[Natural-language object grounding data]
---

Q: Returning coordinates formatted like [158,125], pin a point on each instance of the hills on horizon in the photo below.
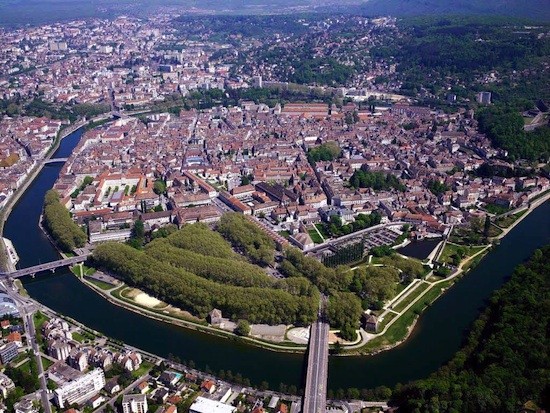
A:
[538,10]
[21,12]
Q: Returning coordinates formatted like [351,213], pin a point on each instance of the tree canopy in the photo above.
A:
[506,360]
[57,220]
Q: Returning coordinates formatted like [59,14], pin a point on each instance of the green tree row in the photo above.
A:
[199,295]
[201,239]
[57,220]
[328,151]
[379,181]
[505,362]
[248,238]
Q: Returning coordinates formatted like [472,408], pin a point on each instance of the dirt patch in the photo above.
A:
[146,300]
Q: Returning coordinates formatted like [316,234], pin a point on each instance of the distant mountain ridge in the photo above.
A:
[533,9]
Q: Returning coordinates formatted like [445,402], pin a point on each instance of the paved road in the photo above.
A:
[126,390]
[315,396]
[41,376]
[46,266]
[26,310]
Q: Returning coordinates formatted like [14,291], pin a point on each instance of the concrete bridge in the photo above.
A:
[52,266]
[54,160]
[315,395]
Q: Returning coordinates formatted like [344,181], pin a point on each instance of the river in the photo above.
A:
[437,336]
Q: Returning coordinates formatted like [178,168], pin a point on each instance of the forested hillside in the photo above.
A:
[182,270]
[506,360]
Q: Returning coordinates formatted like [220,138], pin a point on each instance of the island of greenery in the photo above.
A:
[504,366]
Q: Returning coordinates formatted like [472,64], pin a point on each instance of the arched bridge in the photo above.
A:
[53,160]
[45,267]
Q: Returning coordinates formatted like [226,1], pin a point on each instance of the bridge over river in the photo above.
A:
[52,266]
[315,395]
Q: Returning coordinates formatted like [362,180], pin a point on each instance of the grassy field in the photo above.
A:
[322,230]
[505,222]
[143,369]
[39,320]
[452,249]
[399,330]
[46,363]
[284,234]
[494,231]
[100,284]
[473,263]
[411,297]
[315,236]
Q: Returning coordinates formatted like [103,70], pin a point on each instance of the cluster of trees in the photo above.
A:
[222,270]
[323,71]
[379,181]
[57,220]
[344,312]
[375,285]
[328,151]
[25,382]
[328,280]
[201,239]
[409,268]
[504,126]
[362,221]
[200,295]
[437,187]
[87,181]
[345,255]
[430,50]
[137,235]
[246,237]
[38,107]
[505,361]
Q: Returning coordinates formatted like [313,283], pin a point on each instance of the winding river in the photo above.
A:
[437,336]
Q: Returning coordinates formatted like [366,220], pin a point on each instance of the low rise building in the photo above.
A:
[81,389]
[134,403]
[203,405]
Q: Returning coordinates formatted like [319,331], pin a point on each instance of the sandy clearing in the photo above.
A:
[146,300]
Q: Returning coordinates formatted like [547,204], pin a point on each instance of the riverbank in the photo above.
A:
[113,296]
[395,332]
[37,168]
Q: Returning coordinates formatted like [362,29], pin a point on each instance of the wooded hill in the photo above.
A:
[188,270]
[506,360]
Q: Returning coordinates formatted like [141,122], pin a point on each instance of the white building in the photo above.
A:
[81,389]
[134,403]
[203,405]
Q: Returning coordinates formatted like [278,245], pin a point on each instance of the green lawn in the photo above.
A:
[323,231]
[46,363]
[100,284]
[315,236]
[411,297]
[387,318]
[143,369]
[496,209]
[39,320]
[398,330]
[284,234]
[473,263]
[505,222]
[451,249]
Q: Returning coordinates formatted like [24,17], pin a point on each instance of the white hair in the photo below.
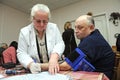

---

The lines to be quoted run from the line containing "Q: Returning coordinates formatted like [362,29], pin" through the end of the entries above, both included; quote them exactly and leave out any pictures.

> **FINAL ANSWER**:
Q: Returning coordinates formatted like [362,29], pin a point on each instance of the wooded hill in the photo above.
A:
[188,270]
[506,360]
Q: Returning coordinates formatted like [141,122], pin a point on each instance of the white building in the photo above.
A:
[81,389]
[134,403]
[203,405]
Q: Returning coordinates formatted like [278,245], pin a point on each instance of the green lawn in the photo above.
A:
[323,231]
[46,363]
[100,284]
[315,236]
[411,297]
[387,318]
[143,369]
[496,209]
[39,320]
[398,330]
[284,234]
[473,263]
[505,222]
[451,249]
Q: Returning coordinates formatted like [24,17], pin a point on each instance of the white hair in the photo below.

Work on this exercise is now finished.